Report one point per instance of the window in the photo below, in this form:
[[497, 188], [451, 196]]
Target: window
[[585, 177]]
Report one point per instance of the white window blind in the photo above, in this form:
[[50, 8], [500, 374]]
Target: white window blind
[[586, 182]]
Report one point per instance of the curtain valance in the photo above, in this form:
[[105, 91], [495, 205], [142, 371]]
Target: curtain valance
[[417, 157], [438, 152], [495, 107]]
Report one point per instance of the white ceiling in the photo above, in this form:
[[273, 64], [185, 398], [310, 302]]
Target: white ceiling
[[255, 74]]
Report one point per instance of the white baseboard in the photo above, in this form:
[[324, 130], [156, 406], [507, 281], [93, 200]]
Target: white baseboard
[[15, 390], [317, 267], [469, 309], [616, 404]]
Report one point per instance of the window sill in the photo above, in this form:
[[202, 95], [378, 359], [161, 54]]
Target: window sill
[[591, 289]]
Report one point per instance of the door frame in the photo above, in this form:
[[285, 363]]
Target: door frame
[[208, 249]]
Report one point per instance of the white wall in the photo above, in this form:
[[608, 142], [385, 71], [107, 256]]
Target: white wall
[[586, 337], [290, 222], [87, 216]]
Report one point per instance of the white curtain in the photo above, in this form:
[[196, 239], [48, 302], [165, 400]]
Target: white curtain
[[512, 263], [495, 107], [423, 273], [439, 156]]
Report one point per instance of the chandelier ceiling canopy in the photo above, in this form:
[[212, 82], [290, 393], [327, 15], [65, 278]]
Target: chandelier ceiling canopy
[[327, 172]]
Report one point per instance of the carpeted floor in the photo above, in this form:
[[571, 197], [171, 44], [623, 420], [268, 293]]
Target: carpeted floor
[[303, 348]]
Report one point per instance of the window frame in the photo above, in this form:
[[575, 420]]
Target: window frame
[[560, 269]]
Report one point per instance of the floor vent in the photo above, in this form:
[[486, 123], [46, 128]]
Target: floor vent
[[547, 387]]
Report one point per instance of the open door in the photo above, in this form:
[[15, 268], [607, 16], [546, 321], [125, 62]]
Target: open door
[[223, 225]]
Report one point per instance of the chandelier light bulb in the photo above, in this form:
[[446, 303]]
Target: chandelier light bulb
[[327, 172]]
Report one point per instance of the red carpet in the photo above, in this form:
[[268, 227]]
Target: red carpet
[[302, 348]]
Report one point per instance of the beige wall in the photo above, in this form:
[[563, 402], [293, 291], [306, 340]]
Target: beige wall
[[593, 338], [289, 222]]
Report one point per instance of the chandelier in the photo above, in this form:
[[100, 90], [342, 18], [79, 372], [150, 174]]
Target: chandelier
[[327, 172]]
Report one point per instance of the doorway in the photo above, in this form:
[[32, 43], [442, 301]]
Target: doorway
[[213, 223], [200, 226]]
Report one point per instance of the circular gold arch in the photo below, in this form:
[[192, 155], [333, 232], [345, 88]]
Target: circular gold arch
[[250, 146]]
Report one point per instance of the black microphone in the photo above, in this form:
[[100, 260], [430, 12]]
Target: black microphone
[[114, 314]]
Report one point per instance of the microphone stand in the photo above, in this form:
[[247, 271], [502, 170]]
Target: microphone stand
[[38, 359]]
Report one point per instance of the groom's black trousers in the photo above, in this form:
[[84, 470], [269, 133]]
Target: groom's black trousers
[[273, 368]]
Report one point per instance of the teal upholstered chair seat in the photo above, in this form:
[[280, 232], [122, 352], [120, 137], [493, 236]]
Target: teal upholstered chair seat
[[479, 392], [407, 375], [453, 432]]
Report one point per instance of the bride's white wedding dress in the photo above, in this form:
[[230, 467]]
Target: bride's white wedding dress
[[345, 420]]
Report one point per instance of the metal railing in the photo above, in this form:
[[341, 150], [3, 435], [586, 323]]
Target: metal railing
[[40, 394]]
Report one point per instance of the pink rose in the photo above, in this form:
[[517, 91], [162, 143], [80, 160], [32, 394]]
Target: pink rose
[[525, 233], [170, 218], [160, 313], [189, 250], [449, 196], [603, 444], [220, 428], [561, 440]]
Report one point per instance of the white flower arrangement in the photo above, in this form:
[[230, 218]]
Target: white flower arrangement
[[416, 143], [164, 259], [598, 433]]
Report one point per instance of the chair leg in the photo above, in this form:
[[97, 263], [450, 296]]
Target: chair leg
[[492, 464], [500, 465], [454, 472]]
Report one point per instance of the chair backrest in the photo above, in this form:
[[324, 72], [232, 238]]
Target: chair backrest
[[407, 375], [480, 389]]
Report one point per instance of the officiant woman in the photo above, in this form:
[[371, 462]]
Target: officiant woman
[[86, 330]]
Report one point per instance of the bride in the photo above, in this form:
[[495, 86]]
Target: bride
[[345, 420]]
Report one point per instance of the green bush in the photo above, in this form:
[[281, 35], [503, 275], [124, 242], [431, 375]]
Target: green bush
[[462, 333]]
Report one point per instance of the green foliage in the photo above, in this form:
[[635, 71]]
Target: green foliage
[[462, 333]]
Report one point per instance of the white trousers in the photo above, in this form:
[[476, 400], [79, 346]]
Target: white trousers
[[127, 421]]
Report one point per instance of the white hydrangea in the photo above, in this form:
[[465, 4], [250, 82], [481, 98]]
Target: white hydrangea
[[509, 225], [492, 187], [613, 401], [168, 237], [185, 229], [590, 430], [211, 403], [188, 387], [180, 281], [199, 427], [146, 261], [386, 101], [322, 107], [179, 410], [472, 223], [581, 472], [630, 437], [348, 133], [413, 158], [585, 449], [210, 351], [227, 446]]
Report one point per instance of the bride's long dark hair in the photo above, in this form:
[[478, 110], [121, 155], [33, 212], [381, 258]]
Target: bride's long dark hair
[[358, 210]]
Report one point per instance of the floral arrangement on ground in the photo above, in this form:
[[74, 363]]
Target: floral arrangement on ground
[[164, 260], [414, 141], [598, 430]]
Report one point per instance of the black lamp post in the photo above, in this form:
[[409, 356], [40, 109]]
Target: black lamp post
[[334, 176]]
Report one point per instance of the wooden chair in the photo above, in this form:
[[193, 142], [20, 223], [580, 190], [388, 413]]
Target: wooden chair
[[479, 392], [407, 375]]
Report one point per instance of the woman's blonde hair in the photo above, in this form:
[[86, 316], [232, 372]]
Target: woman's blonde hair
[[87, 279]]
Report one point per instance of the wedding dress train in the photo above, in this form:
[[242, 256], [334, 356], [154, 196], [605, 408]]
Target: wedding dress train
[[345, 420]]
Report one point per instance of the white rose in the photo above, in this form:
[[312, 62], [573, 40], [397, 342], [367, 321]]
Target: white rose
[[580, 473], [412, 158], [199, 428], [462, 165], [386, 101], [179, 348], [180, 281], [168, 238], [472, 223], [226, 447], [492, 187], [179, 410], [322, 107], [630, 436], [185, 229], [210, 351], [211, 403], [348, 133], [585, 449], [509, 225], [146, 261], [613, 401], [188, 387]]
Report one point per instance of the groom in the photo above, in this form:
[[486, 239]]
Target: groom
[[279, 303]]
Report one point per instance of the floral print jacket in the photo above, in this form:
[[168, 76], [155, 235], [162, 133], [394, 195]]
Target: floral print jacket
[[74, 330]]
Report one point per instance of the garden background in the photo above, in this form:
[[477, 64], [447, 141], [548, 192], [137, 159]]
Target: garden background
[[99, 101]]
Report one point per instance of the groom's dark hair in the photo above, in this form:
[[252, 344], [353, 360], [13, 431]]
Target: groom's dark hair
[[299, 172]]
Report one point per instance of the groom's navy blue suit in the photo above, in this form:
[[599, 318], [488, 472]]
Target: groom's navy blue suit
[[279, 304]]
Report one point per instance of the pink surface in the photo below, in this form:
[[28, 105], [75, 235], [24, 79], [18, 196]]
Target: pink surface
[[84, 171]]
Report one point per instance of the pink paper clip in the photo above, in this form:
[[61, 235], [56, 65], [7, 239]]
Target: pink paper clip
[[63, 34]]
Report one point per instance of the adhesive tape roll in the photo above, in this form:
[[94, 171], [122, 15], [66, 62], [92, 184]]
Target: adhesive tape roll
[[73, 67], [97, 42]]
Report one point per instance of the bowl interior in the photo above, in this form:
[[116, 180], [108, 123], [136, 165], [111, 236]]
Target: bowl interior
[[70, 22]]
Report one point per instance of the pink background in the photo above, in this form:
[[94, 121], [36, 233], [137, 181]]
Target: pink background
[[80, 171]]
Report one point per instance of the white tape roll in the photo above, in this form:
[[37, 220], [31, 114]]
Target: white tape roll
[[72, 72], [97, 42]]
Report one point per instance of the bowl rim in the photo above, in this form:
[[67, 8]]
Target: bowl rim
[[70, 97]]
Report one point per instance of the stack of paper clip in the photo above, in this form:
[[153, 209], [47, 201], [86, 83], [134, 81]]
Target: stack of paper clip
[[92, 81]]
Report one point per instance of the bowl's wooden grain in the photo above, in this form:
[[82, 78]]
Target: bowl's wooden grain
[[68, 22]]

- Problem description
Reproduce, word for word, the portion of the listing from the line with "Report one point per instance of the red" up to and including the line with "[[213, 223], [200, 226]]".

- Reply to the task
Report one point per instance of the red carpet in the photo above, in this form:
[[268, 227]]
Target: red carpet
[[302, 348]]
Report one point per instance of the beige wall in the photo above, in this form:
[[563, 402], [293, 291], [306, 340]]
Target: beige wall
[[593, 338], [289, 222]]
Report one point per instance of the chandelier in the photo above, in this form:
[[100, 90], [342, 18], [79, 372], [150, 174]]
Target: chandelier
[[327, 172]]
Report one point per instance of the doorway in the photo above, in this form:
[[32, 43], [442, 301]]
Target: doorway
[[213, 223], [200, 226]]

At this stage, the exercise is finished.